## [MATERIAL PROVIDED]
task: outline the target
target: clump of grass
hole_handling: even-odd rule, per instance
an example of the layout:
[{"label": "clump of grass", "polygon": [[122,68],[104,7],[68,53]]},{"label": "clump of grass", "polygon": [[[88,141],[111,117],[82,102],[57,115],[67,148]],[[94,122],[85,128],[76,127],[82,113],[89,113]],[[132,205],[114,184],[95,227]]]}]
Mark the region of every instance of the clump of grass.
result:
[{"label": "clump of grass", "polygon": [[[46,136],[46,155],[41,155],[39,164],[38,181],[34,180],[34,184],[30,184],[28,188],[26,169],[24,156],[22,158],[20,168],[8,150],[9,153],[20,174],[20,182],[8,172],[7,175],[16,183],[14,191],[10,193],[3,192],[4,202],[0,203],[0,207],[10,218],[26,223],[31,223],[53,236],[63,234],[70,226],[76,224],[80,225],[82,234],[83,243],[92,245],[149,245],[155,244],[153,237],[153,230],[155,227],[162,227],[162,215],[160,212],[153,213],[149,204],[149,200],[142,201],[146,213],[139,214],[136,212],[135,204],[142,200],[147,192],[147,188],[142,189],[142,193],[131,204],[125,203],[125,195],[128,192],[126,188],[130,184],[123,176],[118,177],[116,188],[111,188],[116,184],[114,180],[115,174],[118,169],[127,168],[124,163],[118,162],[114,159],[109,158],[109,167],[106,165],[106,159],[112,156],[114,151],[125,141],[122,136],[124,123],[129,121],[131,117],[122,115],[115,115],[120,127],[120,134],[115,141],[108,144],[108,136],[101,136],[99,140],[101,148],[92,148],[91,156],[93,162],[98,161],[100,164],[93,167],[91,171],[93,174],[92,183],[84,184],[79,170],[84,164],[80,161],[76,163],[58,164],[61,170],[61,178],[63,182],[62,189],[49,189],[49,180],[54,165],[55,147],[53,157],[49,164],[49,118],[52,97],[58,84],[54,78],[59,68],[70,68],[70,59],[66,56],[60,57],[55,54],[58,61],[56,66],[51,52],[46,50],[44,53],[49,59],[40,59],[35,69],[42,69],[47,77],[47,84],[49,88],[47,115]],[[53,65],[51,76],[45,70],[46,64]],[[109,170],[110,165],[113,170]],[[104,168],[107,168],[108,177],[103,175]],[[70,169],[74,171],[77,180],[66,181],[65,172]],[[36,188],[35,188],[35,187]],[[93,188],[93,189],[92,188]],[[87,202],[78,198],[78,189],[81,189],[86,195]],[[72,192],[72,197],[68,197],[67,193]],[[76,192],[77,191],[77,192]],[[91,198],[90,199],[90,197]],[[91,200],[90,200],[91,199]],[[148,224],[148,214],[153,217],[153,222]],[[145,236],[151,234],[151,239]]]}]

## [TASK DIRECTIONS]
Please write out the records from their first line through the line with "an example of", substituting "trace" for "outline" and leaving everything else unchanged.

## [TASK SOLUTION]
task: trace the target
target: clump of grass
hole_handling: even-odd rule, per instance
an example of the layout:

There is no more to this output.